*** Excerpt ***

Romney and Ryan, of course, have a hand in this willful ignorance. Each of them has determinedly said as little as possible about education on the stump for good reason: They would cut federal education spending drastically, shifting costs onto already financially strapped states and families. When a student asked Romney earlier in the campaign season about his support for students struggling to pay off college tuition bills, Romney suggested that such students borrow money from their parents. His record as governor provides little promise as well. A program Romney championed in Massachusetts offering "free" tuition for the state's top 10 percent in student performance proved frustrating for many of the state's cash-strapped families because it didn't cover thousands of dollars in university student fees.

Ryan's own stated policy plans demonstrate an even more draconian intent. The Education Trust, a nonpartisan research firm, estimates the Ryan budget plan would cut almost  $170 billion in student aid over 10 years, wiping out aid for less-than-halftime students, severely limiting qualifications rules, and converting the entire Pell Grant program into a vulnerable non-discretionary line item that could easily get axed by a Republican-dominated Congress, where Ryan would be the tie-breaking vote in the Senate. About 1 million students would be out of luck if Romney-Ryan prevails.

*** Rows ***

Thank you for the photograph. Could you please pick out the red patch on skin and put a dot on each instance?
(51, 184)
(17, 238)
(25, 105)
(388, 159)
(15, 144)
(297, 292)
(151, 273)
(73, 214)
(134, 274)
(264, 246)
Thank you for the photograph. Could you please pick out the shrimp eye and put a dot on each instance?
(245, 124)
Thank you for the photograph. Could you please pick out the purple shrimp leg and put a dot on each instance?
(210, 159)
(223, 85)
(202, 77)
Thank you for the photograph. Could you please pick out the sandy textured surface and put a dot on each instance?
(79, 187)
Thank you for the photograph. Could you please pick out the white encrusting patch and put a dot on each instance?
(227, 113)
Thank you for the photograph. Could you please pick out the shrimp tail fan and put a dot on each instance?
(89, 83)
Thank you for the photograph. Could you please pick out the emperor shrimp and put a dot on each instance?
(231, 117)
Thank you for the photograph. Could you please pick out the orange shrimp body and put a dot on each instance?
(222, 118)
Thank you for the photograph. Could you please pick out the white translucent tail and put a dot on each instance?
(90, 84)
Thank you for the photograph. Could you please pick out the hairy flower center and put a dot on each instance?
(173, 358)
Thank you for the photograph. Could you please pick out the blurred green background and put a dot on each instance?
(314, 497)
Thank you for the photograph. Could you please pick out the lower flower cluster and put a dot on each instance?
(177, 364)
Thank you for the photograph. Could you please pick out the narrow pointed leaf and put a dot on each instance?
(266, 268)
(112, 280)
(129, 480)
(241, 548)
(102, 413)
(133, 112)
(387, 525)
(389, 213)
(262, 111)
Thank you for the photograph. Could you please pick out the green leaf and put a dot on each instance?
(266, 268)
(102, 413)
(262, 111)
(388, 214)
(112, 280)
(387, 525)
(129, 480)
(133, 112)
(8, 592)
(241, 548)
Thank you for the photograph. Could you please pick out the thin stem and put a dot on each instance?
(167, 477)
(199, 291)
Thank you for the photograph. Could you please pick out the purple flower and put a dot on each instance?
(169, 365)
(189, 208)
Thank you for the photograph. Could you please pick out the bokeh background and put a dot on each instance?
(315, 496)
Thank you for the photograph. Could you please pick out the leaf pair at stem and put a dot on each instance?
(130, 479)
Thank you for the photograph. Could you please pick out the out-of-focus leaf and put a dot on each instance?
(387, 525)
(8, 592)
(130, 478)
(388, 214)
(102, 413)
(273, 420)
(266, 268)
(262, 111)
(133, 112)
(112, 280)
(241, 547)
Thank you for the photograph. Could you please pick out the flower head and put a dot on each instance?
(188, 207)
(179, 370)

***

- _Given request 1_: Do these statements agree with the excerpt on Romney and Ryan's education plans? Answer yes or no for each, quoting the deciding words. (a) Romney suggested that students struggling with tuition bills borrow money from their parents. (b) The Massachusetts tuition program Romney championed covered university student fees. (c) The Education Trust is described as a partisan research firm.
- _Given request 2_: Can you repeat, word for word, the part of the excerpt on Romney and Ryan's education plans that opens with the words containing "Ryan's own stated" and closes with "if Romney-Ryan prevails."?
- _Given request 3_: How would the excerpt on Romney and Ryan's education plans go on after its final sentence? Write the next part.
The lines have no role in this work.

- _Written answer 1_:
(a) Yes: "Romney suggested that such students borrow money from their parents."
(b) No: "it didn't cover thousands of dollars in university student fees."
(c) No: "The Education Trust, a nonpartisan research firm"

- _Written answer 2_:
Ryan's own stated policy plans demonstrate an even more draconian intent. The Education Trust, a nonpartisan research firm, estimates the Ryan budget plan would cut almost  $170 billion in student aid over 10 years, wiping out aid for less-than-halftime students, severely limiting qualifications rules, and converting the entire Pell Grant program into a vulnerable non-discretionary line item that could easily get axed by a Republican-dominated Congress, where Ryan would be the tie-breaking vote in the Senate. About 1 million students would be out of luck if Romney-Ryan prevails.

- _Written answer 3_:
What would the impact be for my Florida neighbors? According to a study by American Progress Action, the Sunshine State would lose $361 million in federal funding for education and job training in 2013 alone. The result of a Romney-Ryan victory threatens an added burden on Florida property taxpayers such as my friends in Maitland -- that is, a choice of cutting benefits or raising taxes. And in the Republican-dominated statehouse, chances are the only option left open for discussion would be cuts in education funding. After all, this is a state where the government-run lottery promised to bring salvation to education, but since its inception in 1988 has managed to deliver under 40 percent of its revenues to the state's Educational Enhancement Trust Fund, covering only one-twentieth of Florida's annual education budget, according to a CBS News investigation that also reports Florida's per-pupil education spending went from 37th to 46th in the U.S.

Why has this turned out this way? Shamelessly, the legislature simply replaced taxes shifted from the education budget with lottery proceeds, resulting in a net loss for public schools statewide over the last two decades. (61% to 53% of state spending between 1986 and 2003, as reported by the St. Petersburg Times.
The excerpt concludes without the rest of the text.